My findings on fishery restoration are based on a lifetime of factual observation.
My plea to management is based on 34 years of noting reef-fish populations increase & decline. They're also strongly influenced by fishing's history.
Here's his blog. Perhaps it's his way of wishing Party/Charter operators & all our clients a Merry Christmas..
(you'll need to know PSE is percentage standard error. Not too unlike in a political poll where +-3% is given as a 'margin of error.' Newsmen will say a race at 51/49% is therefore too close to call. In MRIP's recreational catch estimates anything with a +-50 PSE or lower is just dandy, give or take a million pounds is fine.)
Gosh.
Guess I'm just trying to make noise & kill fish. Guess this NY guy wants me to shut up & keep my 'foolish mistakes' to myself.
Merry Christmas to you too NY guy. It's just that the noise I'm trying to get heard is TRUTH.
MRIP, & MRFSS before it, create an excellent muffling agent. They keep the truths of spawning production & habitat production locked-away in a sound-proof box. Recreational catch estimates bounce around so much & make so much noise that people who haven't any history in the fishery, who source their knowledge only from a computer can quote endlessly from statistics until any argument for restoration requiring population biology or habitat ecology is meaningless.
Just like this NY guy is doing.
MRIP: All 2014 US Recreational Party/Charter Sea Bass Catch Through August - 728,000 pounds.
MRIP: All 2014 Massachusetts Private Boat Catch Through August - 794,000 Pounds.
Rah, Rah, Rah?
I've read NY guy's kvetching about party boats looting NY's reefs. Party boats, in fact, loot ALL the keepers before season, he wrote earlier this summer. Here's a private boat operator whining & whimpering about party boats looting taxpayer funded reefs. Who's fishing on NY party boats anyway? Illegal immigrants that don't pay taxes?
Besides, NY hasn't had a reef program in forever. Instead they've given millions of tons of free boulder to New Jersey's reef program. Party & Charter boats use reefs. NY's vocal anglers don't need to support that. Even CCA, the strongest reef building advocate By Far from Maryland to Texas, is silent on NY's lack of reef building.

Data provided:
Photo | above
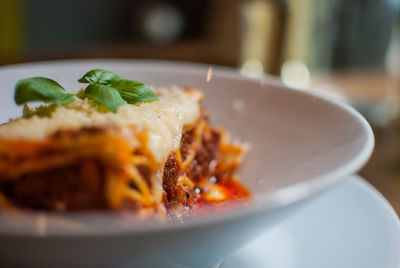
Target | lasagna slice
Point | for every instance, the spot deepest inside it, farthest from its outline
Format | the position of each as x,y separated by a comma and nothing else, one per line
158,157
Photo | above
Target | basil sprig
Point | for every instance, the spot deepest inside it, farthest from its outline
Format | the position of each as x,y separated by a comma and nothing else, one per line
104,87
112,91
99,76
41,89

--

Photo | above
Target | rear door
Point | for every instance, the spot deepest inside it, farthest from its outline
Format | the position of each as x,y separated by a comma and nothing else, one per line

What is required: Carry on the reef fishery passage from its final sentence. The listing has nothing to do with the reef fishery passage.

Response for this exercise:
Still, reasoned examination would have it thusly: Complaints of 'fishing down the reefs' tell me party boats are a significant, if not primary source of sea bass extraction - just like party boats are everywhere else. The other group private boaters complain about constantly are commercial trappers.
Therefore, when MRIP claims NY & Massachusetts Private Boats caught more sea bass just in July/Aug than all US Party/Charter AND Commercial Trap caught All Year - I smell Bad Statistics.
Here's a "fact" from MRIP & its predecessor, MRFSS, about NY's private boat sea bass fishery:
New York Private Boats during July/August of 82, 83, 84, 85, 86, 87, 88, 89, 91, 92, 93, 94, 95, 96, 97, 98, 99, 01, 02,03, 04, 06, 07, 08 & 2011 - All Added Up & All Together Caught 958,706 pounds of sea bass in those 25 years combined.
NY's July/August Private Boat sea bass catch in 2013 & 2014, however, added together equals 966,553 pounds ..
More pounds in two years than in 25?
Really?
"Oh NO!!!" cries management. "Here comes the Grady-White Monster! Close The Fishery!!"
Seems as though NY guy & I will continue to disagree until he can see these statistics from Mark Twain's vantage.
Another example..
MRIP NY Private Boat ONLY
|
PRELIMINARY | 2013 | JULY/AUGUST | BLACK SEA BASS | 236,779 | 33.1 | 534,120 | 35.2 | 0 |
This is NY Party/Charter during the same two month period.
|
PRELIMINARY | 2013 | JULY/AUGUST | BLACK SEA BASS | 11,896 | 29.6 | 25,628 | 23.9 | 0
|
|
PRELIMINARY | 2013 | BLACK SEA BASS | 234,004 | 15.4 | 391,863 | 16 | 0
|
NY's small boats catch 140,000 pounds more..
Looks to me as though NY's conservation minded Party/Charter fishers have sacrificed their business, their families & their crews' best interests for the sake of this very important fishery that only Party/Charter and a few commercial trap fishers seem to care about.
NY's private boat fishers have shown, however, that they cannot and will not be controlled.
Either that or the estimates are wildly incorrect.
At the recent joint Council/Commission meeting in Baltimore, Dr. Pierce of Massachusetts spoke of 2013's fishing year with the solemnity of a funeral oration: "We have been unable to restrain recreational catch."
If statistics are to be considered in the management & restoration of fishes, and indeed they must, we need to have statistics represented as that science's practitioners would have.
For the whole Atlantic Coast, MRIP decrees recreational fishers have caught between 2 and 3.5 million pounds of sea bass through August with a centerpoint of 2,634,000 pounds. Yet if only MA private/rental wave 3 & NY private/rental wave 4 are modified to their lower PSE value in consideration of their unlikelihood--just two wave/mode estimates among 113 data sets; then the coastal estimate could fall by over a million pounds: just those two wave/mode estimates could cut the entire Atlantic Coast estimate through August nearly in half.
Council & Commission members need to understand NOAA's acceptance of statistical shorthand (i.e. centerpoint) is in no way the statistician's true belief. NOAA must include PSE and encourage consideration of PSE as the only way our "Best Available Science" can truly be brought to bear given the non-scientific realpolitik of fisheries management.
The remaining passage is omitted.